■ SELECTED EXCERPT:
Efforts to rebuild following hurricanes provided a revenue boost
June 19, 2018

As an equipment hire group with a huge operation in North America, Ashtead (AHT) can be seen as a play on US infrastructure spending and the “builder-in-chief” promises of President Donald Trump. In its latest financial year, however, AHT also looked like a play on the increasing frequency – or so we're told – of extreme weather events, with the reconstruction efforts following repeated hurricanes adding roughly $100m (£75.9m) of rental revenues. But even if you strip out the impact of Hurricanes Irma, Maria and Harvey, US revenues still grew 15 per cent. Expansion of the group’s countrywide network continued, with 62 stores added in the US bringing the total to 658. Management is targeting 900 stores stateside by 2021, and is looking to grow this network through a combination of organic growth and bolt-on acquisitions.

■ WHAT TO WORK ON:
1: Revise the Ashtead article from "As an equipment" through "and bolt-on acquisitions.", changing "stores" to "depots".
2: Answer these questions about the Ashtead article:
(a) Roughly how much in rental revenues did hurricane reconstruction efforts add?
(b) Excluding the hurricanes' impact, by what percentage did US revenues grow?
(c) How many US stores is management targeting by 2021?
3: Extend the Ashtead equipment hire article by continuing it after its final sentence.
The lines after this note aren't needed for anything here.

■ PROVIDED DATA:
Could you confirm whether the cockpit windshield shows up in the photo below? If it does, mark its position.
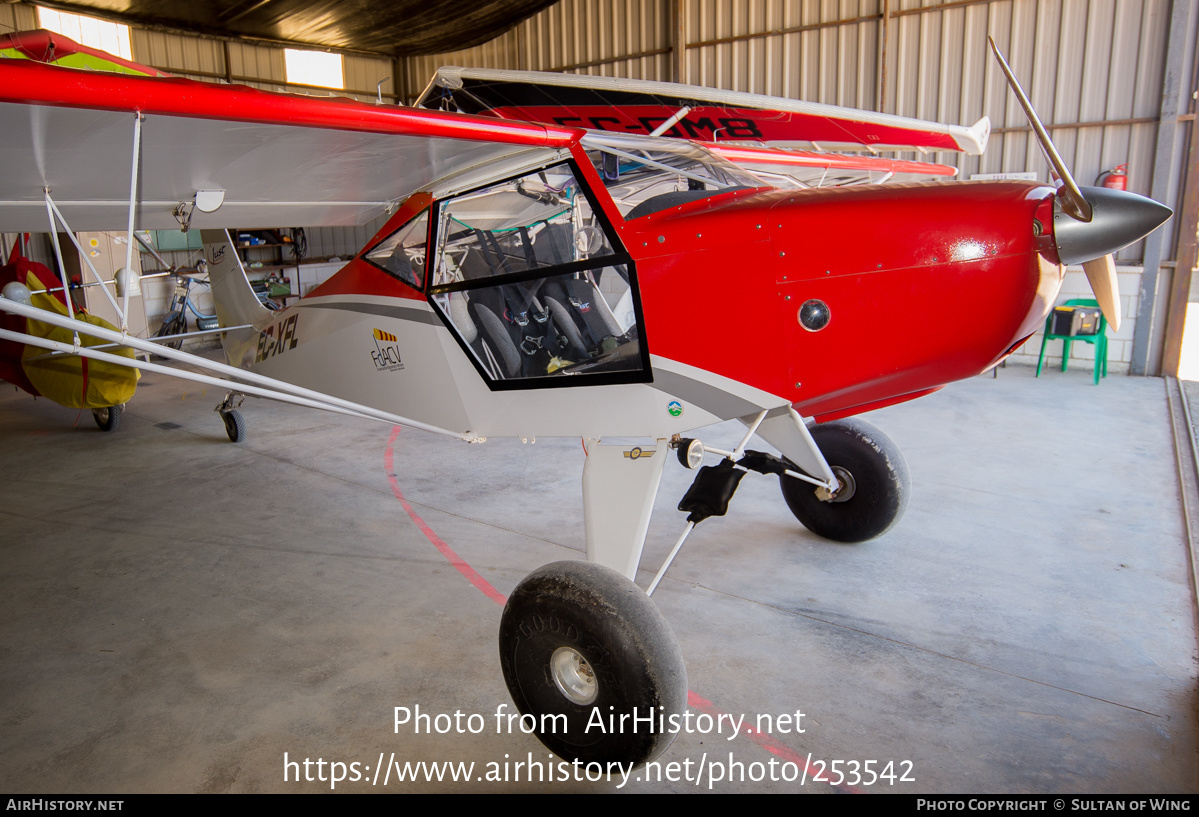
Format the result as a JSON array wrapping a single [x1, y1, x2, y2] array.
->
[[583, 132, 765, 220]]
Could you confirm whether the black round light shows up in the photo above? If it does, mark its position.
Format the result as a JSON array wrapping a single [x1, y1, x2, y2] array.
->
[[800, 298, 832, 332]]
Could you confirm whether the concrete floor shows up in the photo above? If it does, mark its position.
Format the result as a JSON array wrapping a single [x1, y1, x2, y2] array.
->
[[0, 367, 1197, 793]]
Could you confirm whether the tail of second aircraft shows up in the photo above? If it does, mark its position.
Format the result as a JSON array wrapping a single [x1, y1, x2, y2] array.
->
[[200, 230, 272, 366]]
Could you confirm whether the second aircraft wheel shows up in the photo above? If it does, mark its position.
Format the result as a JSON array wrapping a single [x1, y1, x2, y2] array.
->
[[778, 419, 911, 542], [221, 409, 246, 443], [500, 561, 687, 764], [91, 406, 121, 431]]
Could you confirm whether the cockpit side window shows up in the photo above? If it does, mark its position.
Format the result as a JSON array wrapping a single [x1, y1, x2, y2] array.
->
[[363, 210, 429, 289], [429, 162, 649, 389]]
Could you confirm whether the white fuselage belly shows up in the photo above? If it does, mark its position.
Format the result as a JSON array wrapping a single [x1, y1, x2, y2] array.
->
[[236, 295, 785, 439]]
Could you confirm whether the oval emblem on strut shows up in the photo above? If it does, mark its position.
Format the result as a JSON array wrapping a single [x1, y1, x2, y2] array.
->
[[800, 298, 832, 332]]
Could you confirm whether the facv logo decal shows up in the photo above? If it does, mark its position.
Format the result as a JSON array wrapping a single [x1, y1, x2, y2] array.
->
[[370, 329, 404, 372], [254, 314, 300, 364]]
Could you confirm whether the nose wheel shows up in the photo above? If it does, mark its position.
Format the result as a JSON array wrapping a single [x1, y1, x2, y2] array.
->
[[500, 561, 687, 764], [779, 419, 911, 542]]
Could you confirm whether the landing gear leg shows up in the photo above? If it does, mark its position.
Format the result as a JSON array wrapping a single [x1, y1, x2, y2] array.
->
[[213, 391, 246, 443], [500, 561, 687, 764]]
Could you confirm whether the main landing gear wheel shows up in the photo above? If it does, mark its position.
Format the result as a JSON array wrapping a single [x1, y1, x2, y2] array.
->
[[778, 420, 911, 542], [221, 409, 246, 443], [500, 561, 687, 764], [91, 406, 121, 431]]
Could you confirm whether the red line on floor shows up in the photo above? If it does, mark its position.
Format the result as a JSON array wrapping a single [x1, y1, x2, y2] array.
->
[[382, 426, 508, 607], [382, 426, 856, 793]]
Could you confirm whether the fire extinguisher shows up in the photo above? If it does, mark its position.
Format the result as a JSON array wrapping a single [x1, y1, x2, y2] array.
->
[[1095, 164, 1128, 190]]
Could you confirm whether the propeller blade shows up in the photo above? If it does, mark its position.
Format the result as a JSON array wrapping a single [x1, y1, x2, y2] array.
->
[[1083, 254, 1120, 332], [987, 37, 1091, 222]]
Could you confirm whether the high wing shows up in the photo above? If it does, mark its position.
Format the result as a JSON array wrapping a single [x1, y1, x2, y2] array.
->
[[0, 29, 170, 77], [0, 59, 578, 232], [417, 67, 990, 155]]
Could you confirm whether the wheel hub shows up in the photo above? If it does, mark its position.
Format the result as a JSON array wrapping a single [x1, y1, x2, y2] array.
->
[[549, 647, 600, 707], [817, 465, 857, 503]]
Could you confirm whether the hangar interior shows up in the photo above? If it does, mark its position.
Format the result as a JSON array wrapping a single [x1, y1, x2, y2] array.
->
[[0, 0, 1199, 793]]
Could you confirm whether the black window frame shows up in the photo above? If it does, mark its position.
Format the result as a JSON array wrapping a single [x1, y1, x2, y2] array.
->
[[422, 156, 653, 391], [361, 204, 435, 295]]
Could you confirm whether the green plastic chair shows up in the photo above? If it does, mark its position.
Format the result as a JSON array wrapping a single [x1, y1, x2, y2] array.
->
[[1036, 298, 1108, 385]]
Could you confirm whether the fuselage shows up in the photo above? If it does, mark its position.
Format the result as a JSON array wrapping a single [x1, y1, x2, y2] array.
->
[[230, 146, 1062, 437]]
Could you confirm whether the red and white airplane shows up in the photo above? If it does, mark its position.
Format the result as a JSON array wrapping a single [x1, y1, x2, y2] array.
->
[[0, 35, 1169, 762]]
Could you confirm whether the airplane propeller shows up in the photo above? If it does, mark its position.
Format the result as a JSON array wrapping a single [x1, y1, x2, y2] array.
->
[[987, 37, 1174, 331]]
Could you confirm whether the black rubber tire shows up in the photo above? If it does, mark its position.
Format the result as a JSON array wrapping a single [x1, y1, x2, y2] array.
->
[[500, 561, 687, 768], [91, 406, 122, 431], [779, 419, 911, 542], [221, 409, 246, 443]]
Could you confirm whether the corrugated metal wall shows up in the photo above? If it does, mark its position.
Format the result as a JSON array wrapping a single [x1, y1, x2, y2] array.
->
[[406, 0, 1176, 260], [0, 0, 1177, 260]]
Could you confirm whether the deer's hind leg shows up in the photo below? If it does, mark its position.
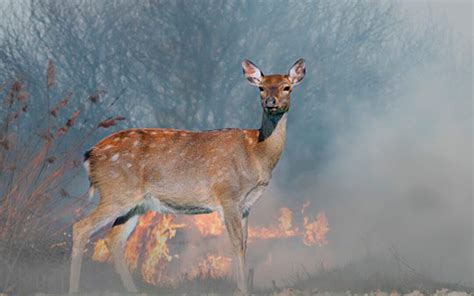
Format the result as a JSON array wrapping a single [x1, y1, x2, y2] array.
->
[[106, 215, 139, 293], [69, 203, 138, 293]]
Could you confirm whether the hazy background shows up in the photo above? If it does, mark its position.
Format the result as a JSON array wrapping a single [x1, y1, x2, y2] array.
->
[[0, 0, 474, 292]]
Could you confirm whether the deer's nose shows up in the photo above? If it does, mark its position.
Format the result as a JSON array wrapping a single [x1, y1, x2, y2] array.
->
[[265, 97, 276, 108]]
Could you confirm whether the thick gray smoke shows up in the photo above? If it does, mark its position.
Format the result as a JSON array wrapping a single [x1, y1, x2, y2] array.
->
[[0, 0, 474, 291]]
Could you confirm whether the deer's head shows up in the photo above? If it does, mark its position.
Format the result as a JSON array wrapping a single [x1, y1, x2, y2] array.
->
[[242, 59, 305, 114]]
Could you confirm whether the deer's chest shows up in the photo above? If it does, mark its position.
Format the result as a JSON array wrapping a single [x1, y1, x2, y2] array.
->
[[242, 185, 267, 217]]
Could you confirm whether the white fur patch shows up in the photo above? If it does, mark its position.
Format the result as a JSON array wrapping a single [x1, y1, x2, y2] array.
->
[[84, 160, 91, 175]]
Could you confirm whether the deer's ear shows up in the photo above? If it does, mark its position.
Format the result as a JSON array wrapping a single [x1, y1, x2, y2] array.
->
[[288, 59, 306, 85], [242, 60, 263, 86]]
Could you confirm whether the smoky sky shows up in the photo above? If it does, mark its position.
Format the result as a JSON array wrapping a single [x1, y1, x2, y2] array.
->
[[0, 1, 474, 285]]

■ RESPONSES BY TASK:
1:
As an equipment hire group with a huge operation in North America, Ashtead (AHT) can be seen as a play on US infrastructure spending and the “builder-in-chief” promises of President Donald Trump. In its latest financial year, however, AHT also looked like a play on the increasing frequency – or so we're told – of extreme weather events, with the reconstruction efforts following repeated hurricanes adding roughly $100m (£75.9m) of rental revenues. But even if you strip out the impact of Hurricanes Irma, Maria and Harvey, US revenues still grew 15 per cent. Expansion of the group’s countrywide network continued, with 62 depots added in the US bringing the total to 658. Management is targeting 900 depots stateside by 2021, and is looking to grow this network through a combination of organic growth and bolt-on acquisitions.

2:
(a) Roughly $100m (£75.9m).
(b) 15 per cent.
(c) 900 stores.

3:
IC TIP: Buy at 2225p

With capacity on the rise, the question then arises - how long can demand keep growing? Finance director Michael Pratt said the group sees two to three years or more of good growth left. While the good times last, it will maintain its highly leveraged position (which admittedly decreased to 1.6 times cash profits in the year) in order to take full advantage of the M&A opportunities on offer. Mr Pratt noted that the construction industry tends to have early sight of when a cycle is coming to an end, giving time for remedial action to be taken.

Investors had better hope that is true, as the group remains very much a US infrastructure play with little in the way of diversification. Despite strong growth in the UK and Canadian businesses, both are a sideshow to the US division – Sunbelt US – which accounts for 84 per cent of revenues. That said, Ashtead acquired CRS in August last year, more than doubling the size of its Canadian operations.

One-off costs associated with the CRS deal meant the group came up marginally short of Jefferies' profit expectations, but the broker has upgraded earnings forecasts based on positive foreign-exchange translations - EPS of 163p is projected for the April 2019 year-end, against 128p in FY2018.

ASHTEAD (AHT)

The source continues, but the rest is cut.